* [STATED GOAL]
In the material, edit the part that opens with the line containing "Note to the class: point out every instance of the turquoise" and closes with the line containing "[476, 1109]". Replace "turquoise" with "aqua", leave all else unchanged, and give only those lines.

[Dataset items]
--

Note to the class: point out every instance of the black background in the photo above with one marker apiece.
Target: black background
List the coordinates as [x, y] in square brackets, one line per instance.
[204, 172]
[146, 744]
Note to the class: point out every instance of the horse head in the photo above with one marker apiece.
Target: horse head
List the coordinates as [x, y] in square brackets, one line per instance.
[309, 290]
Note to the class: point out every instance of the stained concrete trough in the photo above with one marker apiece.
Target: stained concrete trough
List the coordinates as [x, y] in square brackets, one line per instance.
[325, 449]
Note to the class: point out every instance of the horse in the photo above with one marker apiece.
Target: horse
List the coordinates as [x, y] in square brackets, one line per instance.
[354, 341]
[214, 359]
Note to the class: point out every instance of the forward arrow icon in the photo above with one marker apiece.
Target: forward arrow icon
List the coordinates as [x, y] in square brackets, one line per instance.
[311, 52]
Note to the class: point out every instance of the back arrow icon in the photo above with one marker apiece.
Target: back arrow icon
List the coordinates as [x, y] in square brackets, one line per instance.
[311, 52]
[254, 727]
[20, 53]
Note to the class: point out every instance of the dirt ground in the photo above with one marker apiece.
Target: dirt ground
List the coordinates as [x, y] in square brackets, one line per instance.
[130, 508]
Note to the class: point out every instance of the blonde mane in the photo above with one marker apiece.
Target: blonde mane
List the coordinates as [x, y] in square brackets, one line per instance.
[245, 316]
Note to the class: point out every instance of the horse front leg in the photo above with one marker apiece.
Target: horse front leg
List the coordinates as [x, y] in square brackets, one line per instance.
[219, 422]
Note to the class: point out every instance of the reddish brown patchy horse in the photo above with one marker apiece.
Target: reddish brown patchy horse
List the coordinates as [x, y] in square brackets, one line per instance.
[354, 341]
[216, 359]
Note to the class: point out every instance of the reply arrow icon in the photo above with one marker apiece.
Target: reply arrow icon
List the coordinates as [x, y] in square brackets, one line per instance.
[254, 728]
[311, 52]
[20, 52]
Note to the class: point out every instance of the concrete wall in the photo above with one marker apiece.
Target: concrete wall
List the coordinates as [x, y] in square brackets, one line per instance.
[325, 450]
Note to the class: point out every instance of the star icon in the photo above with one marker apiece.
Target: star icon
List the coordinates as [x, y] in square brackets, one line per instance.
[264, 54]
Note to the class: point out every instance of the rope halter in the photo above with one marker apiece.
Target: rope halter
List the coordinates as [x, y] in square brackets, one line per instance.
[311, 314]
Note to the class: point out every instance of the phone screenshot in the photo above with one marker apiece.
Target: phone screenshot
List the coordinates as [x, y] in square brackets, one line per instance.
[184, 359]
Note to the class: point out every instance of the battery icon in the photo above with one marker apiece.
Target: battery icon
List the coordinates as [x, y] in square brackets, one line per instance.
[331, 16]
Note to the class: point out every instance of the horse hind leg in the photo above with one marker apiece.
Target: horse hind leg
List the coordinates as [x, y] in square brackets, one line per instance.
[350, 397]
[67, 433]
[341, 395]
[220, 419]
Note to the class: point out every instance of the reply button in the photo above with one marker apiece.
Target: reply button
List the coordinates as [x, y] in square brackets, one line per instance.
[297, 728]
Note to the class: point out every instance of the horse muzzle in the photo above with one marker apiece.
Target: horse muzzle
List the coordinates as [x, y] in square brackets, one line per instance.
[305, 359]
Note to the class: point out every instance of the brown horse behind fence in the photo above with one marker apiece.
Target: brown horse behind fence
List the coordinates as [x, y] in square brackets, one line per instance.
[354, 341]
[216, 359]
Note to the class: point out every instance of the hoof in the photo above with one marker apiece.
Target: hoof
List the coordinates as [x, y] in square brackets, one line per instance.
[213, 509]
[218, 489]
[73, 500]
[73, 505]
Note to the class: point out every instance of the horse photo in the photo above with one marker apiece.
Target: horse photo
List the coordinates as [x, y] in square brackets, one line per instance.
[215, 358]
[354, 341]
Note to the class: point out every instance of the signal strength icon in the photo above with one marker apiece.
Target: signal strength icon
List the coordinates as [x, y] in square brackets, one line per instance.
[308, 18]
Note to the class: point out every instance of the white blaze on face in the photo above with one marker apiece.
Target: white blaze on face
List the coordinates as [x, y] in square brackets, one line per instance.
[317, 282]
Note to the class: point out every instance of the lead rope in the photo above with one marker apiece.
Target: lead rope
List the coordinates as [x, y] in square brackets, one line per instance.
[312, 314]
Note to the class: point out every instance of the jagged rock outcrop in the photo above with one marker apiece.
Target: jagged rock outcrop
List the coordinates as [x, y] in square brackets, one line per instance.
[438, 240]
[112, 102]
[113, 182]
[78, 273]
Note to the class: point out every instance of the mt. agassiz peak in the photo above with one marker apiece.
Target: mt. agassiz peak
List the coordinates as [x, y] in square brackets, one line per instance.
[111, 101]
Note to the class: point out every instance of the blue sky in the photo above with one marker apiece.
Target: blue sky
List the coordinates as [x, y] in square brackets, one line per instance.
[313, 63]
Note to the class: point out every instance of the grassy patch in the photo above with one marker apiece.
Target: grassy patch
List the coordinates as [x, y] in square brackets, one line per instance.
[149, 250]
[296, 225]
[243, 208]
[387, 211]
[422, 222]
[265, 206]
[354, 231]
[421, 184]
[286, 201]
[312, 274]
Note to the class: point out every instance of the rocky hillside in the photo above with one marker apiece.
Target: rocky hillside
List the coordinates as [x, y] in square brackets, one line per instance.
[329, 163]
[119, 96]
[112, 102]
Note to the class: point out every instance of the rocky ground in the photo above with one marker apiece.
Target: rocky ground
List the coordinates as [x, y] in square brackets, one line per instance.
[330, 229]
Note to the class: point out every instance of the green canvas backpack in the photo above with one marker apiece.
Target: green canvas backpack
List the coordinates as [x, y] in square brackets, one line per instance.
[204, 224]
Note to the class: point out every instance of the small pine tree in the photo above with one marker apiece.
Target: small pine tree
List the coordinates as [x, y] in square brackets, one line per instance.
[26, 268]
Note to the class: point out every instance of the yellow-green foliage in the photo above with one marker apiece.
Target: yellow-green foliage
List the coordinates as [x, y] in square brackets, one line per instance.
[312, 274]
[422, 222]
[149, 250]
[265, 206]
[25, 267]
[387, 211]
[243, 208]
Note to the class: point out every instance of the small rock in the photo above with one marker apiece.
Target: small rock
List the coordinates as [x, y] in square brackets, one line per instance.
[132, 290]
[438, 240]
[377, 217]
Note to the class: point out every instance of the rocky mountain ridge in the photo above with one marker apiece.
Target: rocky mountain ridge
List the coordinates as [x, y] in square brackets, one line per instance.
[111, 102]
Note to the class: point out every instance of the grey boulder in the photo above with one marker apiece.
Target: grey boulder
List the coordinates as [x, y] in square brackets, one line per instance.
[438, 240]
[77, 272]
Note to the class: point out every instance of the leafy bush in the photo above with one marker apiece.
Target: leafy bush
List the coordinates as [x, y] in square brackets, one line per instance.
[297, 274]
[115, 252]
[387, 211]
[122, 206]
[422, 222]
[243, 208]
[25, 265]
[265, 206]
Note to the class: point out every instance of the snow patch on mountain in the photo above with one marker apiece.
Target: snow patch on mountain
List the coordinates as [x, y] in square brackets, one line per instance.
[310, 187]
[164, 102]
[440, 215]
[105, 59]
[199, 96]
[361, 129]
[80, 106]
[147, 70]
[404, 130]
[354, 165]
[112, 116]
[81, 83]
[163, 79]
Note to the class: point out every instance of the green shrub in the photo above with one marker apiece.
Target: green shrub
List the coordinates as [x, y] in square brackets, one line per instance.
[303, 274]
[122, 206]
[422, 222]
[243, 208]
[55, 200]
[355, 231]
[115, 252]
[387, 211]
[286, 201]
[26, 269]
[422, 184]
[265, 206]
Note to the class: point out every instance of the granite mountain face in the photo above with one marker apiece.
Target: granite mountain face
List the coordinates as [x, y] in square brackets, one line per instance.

--

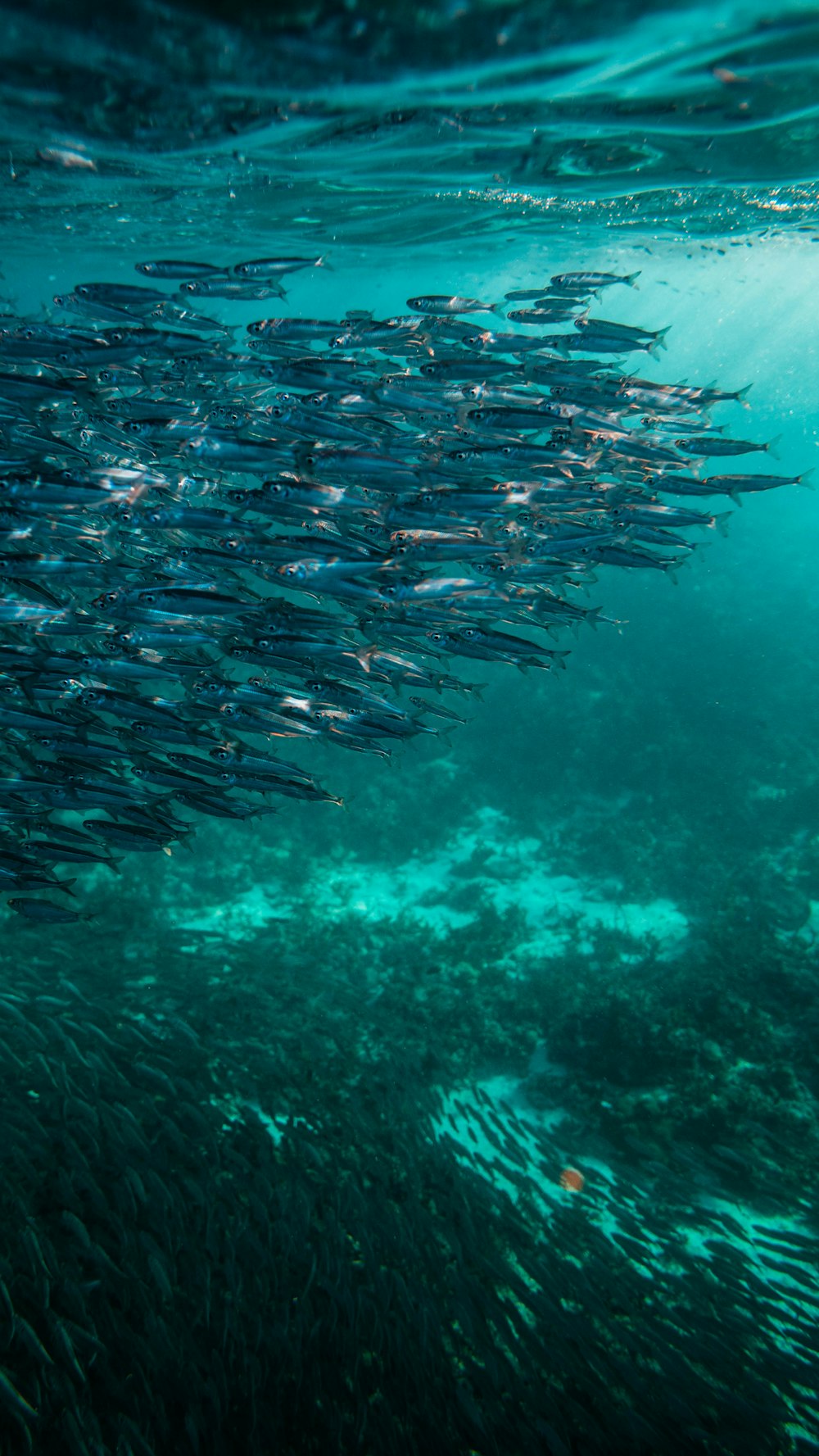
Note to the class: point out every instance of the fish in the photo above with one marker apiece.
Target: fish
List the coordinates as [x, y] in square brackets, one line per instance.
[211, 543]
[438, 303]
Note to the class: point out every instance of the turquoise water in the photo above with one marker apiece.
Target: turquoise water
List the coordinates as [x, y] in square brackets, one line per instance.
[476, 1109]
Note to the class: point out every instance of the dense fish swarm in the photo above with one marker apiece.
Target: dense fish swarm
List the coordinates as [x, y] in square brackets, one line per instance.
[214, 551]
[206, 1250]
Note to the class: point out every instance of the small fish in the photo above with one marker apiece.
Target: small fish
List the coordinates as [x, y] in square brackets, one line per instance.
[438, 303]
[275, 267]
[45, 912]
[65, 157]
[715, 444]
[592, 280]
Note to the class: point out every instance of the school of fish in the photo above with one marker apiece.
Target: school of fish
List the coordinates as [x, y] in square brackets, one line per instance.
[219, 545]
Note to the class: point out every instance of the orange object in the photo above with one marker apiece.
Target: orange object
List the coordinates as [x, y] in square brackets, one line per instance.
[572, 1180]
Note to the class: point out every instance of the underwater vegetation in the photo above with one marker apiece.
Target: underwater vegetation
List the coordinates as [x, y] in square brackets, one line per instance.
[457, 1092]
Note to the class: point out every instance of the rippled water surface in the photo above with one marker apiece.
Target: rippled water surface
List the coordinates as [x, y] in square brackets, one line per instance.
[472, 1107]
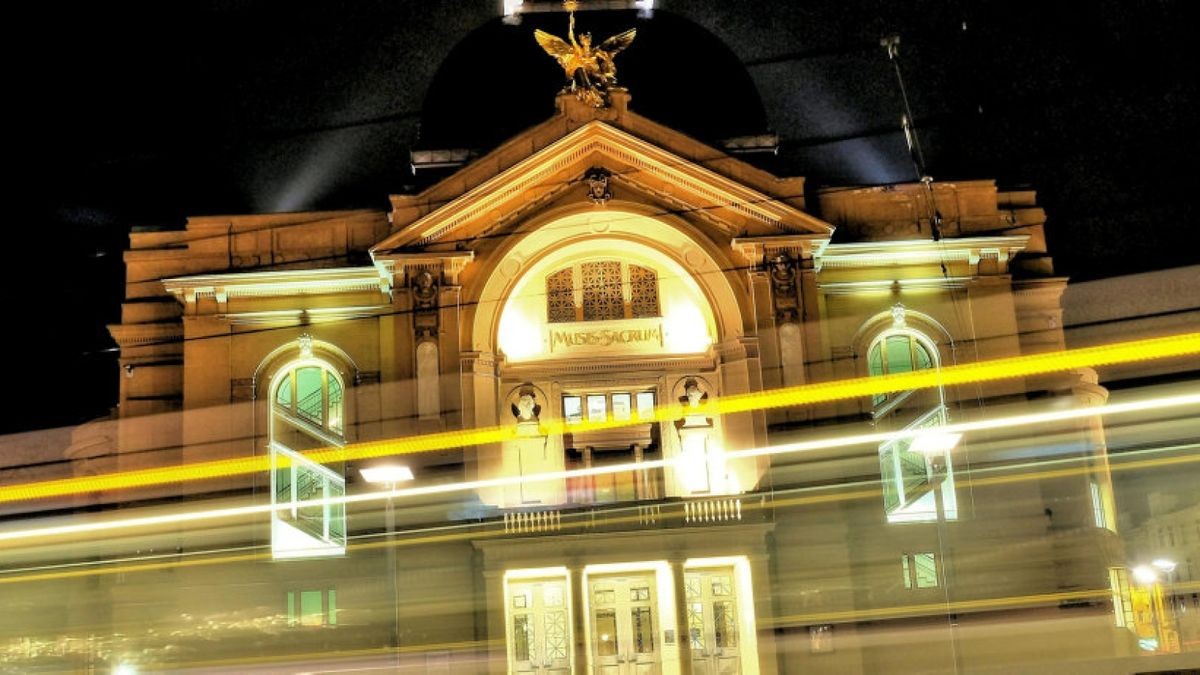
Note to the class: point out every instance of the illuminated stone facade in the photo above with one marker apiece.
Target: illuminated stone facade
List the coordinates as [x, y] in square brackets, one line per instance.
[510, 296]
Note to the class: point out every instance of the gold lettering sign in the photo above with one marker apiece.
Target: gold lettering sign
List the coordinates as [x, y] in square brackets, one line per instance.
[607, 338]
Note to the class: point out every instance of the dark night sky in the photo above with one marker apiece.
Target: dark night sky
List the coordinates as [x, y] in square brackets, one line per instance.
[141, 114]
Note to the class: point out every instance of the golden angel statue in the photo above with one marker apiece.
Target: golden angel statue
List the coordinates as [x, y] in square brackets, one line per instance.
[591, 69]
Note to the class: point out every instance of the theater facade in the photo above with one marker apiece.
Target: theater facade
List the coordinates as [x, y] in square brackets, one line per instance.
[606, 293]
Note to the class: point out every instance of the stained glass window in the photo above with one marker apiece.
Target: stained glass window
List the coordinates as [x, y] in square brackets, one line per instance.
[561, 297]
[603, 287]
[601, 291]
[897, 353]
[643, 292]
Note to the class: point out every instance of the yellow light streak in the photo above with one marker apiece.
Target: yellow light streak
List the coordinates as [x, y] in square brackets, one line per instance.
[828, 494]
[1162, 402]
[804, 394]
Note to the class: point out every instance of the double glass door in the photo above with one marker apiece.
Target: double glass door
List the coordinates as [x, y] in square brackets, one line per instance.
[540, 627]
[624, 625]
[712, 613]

--

* [FINISHED EXERCISE]
Note to the class: point out every instance of the aqua water in the photo above with one marker apiece.
Target: aqua water
List the coordinates as [x, y] in square brackets, one line per instance.
[476, 1109]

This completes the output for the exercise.